Return the complete listing that follows, with each line reproduced exactly.
________________________________________
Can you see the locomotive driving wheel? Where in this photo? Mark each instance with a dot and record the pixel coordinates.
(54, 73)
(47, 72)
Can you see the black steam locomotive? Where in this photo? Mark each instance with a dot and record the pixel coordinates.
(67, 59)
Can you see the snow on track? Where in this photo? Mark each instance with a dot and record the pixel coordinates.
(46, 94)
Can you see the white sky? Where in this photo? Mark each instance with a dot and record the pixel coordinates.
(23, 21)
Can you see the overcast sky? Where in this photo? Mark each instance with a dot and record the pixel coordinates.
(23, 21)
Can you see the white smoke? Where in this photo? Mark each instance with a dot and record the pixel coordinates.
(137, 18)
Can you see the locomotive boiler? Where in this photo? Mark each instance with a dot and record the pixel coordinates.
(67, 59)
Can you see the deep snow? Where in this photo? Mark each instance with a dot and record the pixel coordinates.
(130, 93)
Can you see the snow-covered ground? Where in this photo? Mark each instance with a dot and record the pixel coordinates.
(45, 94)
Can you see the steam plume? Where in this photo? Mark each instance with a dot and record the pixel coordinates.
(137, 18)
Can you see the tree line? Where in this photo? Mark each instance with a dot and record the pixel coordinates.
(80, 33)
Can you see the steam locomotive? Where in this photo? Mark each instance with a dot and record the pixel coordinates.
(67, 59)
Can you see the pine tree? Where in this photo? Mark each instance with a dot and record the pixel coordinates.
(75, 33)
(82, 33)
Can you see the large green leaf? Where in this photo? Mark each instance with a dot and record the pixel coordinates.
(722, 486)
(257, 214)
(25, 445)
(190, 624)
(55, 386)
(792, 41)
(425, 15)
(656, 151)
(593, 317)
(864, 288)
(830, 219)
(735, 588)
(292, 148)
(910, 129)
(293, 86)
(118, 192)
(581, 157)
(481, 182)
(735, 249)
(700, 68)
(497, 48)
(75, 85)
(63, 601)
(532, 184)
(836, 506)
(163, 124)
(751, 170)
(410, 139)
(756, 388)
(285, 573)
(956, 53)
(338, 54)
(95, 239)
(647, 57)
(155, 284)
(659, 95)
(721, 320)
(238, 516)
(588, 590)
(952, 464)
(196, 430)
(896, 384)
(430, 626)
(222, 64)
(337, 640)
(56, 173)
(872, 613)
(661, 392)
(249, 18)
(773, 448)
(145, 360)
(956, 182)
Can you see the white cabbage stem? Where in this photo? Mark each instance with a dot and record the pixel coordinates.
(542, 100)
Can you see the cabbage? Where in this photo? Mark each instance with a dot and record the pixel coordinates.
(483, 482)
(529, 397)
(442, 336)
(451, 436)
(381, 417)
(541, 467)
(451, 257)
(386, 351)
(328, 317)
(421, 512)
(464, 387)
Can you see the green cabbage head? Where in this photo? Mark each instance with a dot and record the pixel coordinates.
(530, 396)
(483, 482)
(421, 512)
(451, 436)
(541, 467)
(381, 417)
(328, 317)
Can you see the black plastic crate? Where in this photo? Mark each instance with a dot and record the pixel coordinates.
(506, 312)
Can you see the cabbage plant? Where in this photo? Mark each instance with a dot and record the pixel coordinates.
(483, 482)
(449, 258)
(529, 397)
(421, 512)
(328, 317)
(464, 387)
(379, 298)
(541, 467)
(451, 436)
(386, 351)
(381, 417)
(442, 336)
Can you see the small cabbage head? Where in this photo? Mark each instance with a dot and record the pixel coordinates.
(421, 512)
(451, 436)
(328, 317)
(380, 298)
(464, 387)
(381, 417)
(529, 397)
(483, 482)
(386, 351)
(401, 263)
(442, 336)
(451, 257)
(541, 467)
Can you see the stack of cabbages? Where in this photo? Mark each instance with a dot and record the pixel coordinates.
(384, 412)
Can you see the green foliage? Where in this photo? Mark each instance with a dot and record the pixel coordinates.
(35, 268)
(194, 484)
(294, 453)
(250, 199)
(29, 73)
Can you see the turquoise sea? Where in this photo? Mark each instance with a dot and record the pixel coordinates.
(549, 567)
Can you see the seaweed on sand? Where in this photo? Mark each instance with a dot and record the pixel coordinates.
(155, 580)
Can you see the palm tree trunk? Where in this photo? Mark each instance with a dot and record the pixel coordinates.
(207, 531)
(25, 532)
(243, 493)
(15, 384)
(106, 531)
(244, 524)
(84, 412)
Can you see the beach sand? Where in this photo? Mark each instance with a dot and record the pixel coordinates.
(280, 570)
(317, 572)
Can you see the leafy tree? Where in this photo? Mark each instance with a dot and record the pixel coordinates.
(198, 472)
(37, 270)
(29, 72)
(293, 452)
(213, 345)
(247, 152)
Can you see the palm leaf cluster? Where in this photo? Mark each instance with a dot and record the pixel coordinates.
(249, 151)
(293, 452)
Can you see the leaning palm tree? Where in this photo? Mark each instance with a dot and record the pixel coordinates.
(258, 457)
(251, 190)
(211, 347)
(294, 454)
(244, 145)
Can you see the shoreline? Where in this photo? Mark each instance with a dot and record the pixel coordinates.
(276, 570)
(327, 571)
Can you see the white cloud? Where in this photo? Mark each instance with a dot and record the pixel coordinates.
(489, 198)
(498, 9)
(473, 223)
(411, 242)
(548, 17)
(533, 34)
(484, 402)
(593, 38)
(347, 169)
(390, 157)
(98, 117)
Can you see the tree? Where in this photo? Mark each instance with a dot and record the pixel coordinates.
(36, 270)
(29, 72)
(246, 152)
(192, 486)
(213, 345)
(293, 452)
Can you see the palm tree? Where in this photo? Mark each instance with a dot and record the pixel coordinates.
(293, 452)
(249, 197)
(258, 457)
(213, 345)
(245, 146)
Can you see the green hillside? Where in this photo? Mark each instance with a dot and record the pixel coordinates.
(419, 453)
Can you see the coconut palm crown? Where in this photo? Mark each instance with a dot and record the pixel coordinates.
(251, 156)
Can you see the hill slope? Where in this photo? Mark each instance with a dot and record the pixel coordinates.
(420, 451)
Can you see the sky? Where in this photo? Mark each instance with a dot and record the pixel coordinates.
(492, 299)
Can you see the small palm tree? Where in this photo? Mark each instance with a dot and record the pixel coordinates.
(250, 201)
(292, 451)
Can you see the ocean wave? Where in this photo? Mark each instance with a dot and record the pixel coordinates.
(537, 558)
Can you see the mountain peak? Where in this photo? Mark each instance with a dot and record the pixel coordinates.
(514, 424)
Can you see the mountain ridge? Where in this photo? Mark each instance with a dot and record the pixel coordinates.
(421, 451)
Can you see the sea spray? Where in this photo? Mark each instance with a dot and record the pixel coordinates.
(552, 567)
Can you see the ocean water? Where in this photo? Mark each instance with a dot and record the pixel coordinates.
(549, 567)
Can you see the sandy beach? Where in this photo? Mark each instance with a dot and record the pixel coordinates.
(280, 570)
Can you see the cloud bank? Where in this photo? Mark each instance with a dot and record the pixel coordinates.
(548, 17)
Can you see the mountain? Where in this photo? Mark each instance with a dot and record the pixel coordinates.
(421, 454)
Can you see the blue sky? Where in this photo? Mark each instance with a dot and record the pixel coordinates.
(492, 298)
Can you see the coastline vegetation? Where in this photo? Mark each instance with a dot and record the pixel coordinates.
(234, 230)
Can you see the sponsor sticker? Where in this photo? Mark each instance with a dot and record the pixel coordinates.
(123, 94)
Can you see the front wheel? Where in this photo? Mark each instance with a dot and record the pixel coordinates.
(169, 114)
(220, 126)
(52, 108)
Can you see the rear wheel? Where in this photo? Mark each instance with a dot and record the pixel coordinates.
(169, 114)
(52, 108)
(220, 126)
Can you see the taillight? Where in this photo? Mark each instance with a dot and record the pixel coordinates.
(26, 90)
________________________________________
### [EXPECTED OUTPUT]
Can you see the locomotive driving wheel? Where in this photo? Mark each instance with a dot and record the pixel coordinates.
(54, 73)
(47, 72)
Can you see the black steam locomotive? Where in this photo? Mark each instance with a dot and record the pixel coordinates.
(67, 59)
Can you see the snow on track? Where in this photo? Mark each instance with a dot and record the pixel coordinates.
(46, 94)
Can you see the white sky? Where in this photo? Mark each instance with a dot and record the pixel coordinates.
(23, 21)
Can you see the overcast sky? Where in this photo? Mark each instance with a dot and record the pixel coordinates.
(23, 21)
Can you see the white smoke? Where in this photo? Mark each instance with a dot and record the pixel coordinates.
(137, 18)
Can you see the locomotive boiler? Where in this photo? Mark each instance with a dot and record the pixel coordinates.
(67, 59)
Can you see the deep snow? Where in this photo? Mark each instance with a dot and record the pixel coordinates.
(130, 93)
Can you see the snow-covered ground? Where in this photo? Mark each instance with a dot and record the pixel coordinates.
(45, 94)
Can you see the steam plume? Where in this photo? Mark each instance with a dot and record the pixel coordinates.
(137, 18)
Can you see the tree line? Where in this photo? Mark each instance with a dot and record the pixel coordinates.
(80, 33)
Can you see the steam locomotive? Where in this photo? Mark each instance with a dot and record the pixel coordinates.
(67, 59)
Can you see the pine tree? Where in this photo? Mark each instance with a dot and record the pixel coordinates.
(75, 33)
(82, 33)
Can you see the large green leaf? Where in this photo? Mark each instance with a dot and record the pixel coordinates.
(722, 486)
(257, 214)
(25, 445)
(190, 624)
(55, 386)
(792, 41)
(425, 15)
(656, 151)
(593, 317)
(864, 288)
(830, 219)
(735, 588)
(292, 148)
(910, 129)
(293, 86)
(118, 192)
(581, 157)
(481, 182)
(735, 249)
(700, 68)
(497, 48)
(75, 85)
(63, 601)
(532, 184)
(836, 506)
(163, 124)
(751, 170)
(410, 139)
(756, 388)
(285, 573)
(956, 53)
(338, 54)
(95, 239)
(647, 57)
(155, 284)
(659, 95)
(721, 320)
(238, 516)
(588, 590)
(952, 464)
(196, 430)
(896, 384)
(430, 626)
(222, 64)
(337, 640)
(56, 173)
(872, 613)
(661, 392)
(249, 18)
(773, 448)
(145, 360)
(956, 182)
Can you see the white cabbage stem? Where in this photo? Mark each instance with a dot and record the pixel coordinates.
(542, 100)
Can you see the cabbage? Where in this photo? Mark each instance with a dot and record the pixel coordinates.
(483, 482)
(529, 397)
(442, 336)
(451, 436)
(381, 417)
(541, 467)
(451, 257)
(386, 351)
(328, 317)
(421, 512)
(464, 387)
Can you see the green cabbage head? Where in this photo? Mark each instance with a dot and record the pixel coordinates.
(530, 396)
(483, 482)
(421, 512)
(451, 436)
(541, 467)
(381, 417)
(328, 317)
Can you see the black plastic crate? Where in this photo? Mark each instance with a dot and record the pixel coordinates.
(506, 312)
Can you see the cabbage plant? Where in this photo? Mark each instance with a dot and record the pixel coordinates.
(483, 482)
(449, 258)
(529, 397)
(421, 512)
(328, 317)
(464, 387)
(379, 298)
(541, 467)
(451, 436)
(386, 351)
(381, 417)
(442, 336)
Can you see the small cabbage head? Where in this photo? Mark each instance with a dot and record the pixel coordinates.
(421, 512)
(451, 436)
(328, 317)
(380, 298)
(464, 387)
(381, 417)
(529, 397)
(483, 482)
(386, 351)
(401, 263)
(442, 336)
(451, 257)
(541, 467)
Can you see the stack of cabbages? Where in this photo? Mark each instance with a dot and record the pixel coordinates.
(384, 412)
Can you see the green foliage? Where in this photo? Mark each instance with a dot and record the pixel coordinates.
(35, 268)
(194, 484)
(294, 453)
(250, 199)
(29, 73)
Can you see the turquoise sea? Where in this photo? Mark each instance with a dot and record the pixel coordinates.
(549, 567)
Can you see the seaweed on sand? Where in this photo? Mark each instance with a dot and record the pixel coordinates.
(155, 580)
Can you see the palm tree trunk? Where in this photo? Mark each instance with a dot and record the pixel coordinates.
(207, 531)
(25, 532)
(243, 493)
(15, 384)
(106, 531)
(244, 524)
(84, 412)
Can you see the beach sand? Where in this photo? Mark each instance with a dot and record the pixel coordinates.
(280, 570)
(317, 572)
Can you see the leafy tree? Where in this photo? Mark each instance with a dot and record the pixel coordinates.
(198, 472)
(37, 270)
(29, 72)
(293, 452)
(213, 345)
(247, 152)
Can you see the palm leaf cluster? Where in this photo? Mark each instance with a dot and record the pixel coordinates.
(249, 151)
(293, 452)
Can you see the leaning palm tree? Where in this photo? Mark each instance with a dot and record the pixel coordinates.
(258, 457)
(251, 190)
(211, 347)
(294, 454)
(244, 145)
Can you see the shoreline? Where in this photo? Mark each instance with a dot and record the pixel coordinates.
(276, 570)
(327, 571)
Can you see the white cloud? Where in this photo? Mark each instance with a dot and record the pixel coordinates.
(489, 198)
(498, 9)
(473, 223)
(411, 242)
(548, 17)
(533, 34)
(484, 402)
(593, 38)
(347, 169)
(390, 157)
(98, 117)
Can you see the tree? Where in this photo? Mark each instance with a dot and record the pixel coordinates.
(36, 270)
(29, 72)
(246, 152)
(192, 486)
(213, 345)
(293, 452)
Can you see the palm tree? Where in this photo? Mark each instance with a dot and record the pixel coordinates.
(293, 452)
(249, 197)
(258, 457)
(213, 345)
(245, 146)
Can you see the green hillside? Where in this photo? Mark each instance with a dot and record the pixel coordinates.
(419, 453)
Can you see the coconut palm crown? Where in this photo? Mark each instance with a dot and record the pixel coordinates.
(251, 156)
Can you see the hill slope? Where in this photo? Mark each instance with a dot and record the pixel coordinates.
(420, 451)
Can you see the sky? Where in this photo? Mark each instance with a dot and record the pixel coordinates.
(492, 299)
Can you see the small palm tree? Where in this photo? Mark each instance with a dot and record the pixel coordinates.
(250, 201)
(292, 451)
Can you see the ocean wave? Where in this photo? Mark each instance with a dot and record the pixel coordinates.
(537, 558)
Can you see the mountain peak? Where in this photo? Mark each instance with a dot and record the pixel coordinates.
(514, 424)
Can you see the mountain ridge? Where in this photo? Mark each instance with a dot and record the pixel coordinates.
(421, 451)
Can you see the sea spray? Where in this photo? Mark each instance with a dot and record the pixel coordinates.
(552, 567)
Can you see the ocean water? Where in this photo? Mark each instance with a dot and record the pixel coordinates.
(549, 567)
Can you see the sandy beach? Where in this photo? Mark each instance with a dot and record the pixel coordinates.
(280, 570)
Can you see the cloud bank? Where in this photo? Mark each instance with a dot and record the pixel coordinates.
(548, 17)
Can you see the mountain? Where in this photo? Mark each instance with a dot and record the pixel coordinates.
(421, 454)
Can you see the blue sky? Where in this photo? Mark each instance with a dot and record the pixel coordinates.
(492, 298)
Can you see the coastline vegetation? Where in this photo? Mark each instance with a dot and record the pixel coordinates.
(234, 230)
Can you see the sponsor sticker? Where in this photo? Mark each instance with a dot and record the pixel coordinates.
(123, 94)
Can you see the front wheel? Where in this photo? Mark each instance with a dot and record the pixel coordinates.
(169, 114)
(220, 126)
(52, 108)
Can you see the rear wheel? Where in this photo? Mark each instance with a dot and record the pixel coordinates.
(169, 114)
(52, 108)
(220, 126)
Can you see the taillight? Where in this photo? Mark each instance with a dot and record the pixel coordinates.
(26, 90)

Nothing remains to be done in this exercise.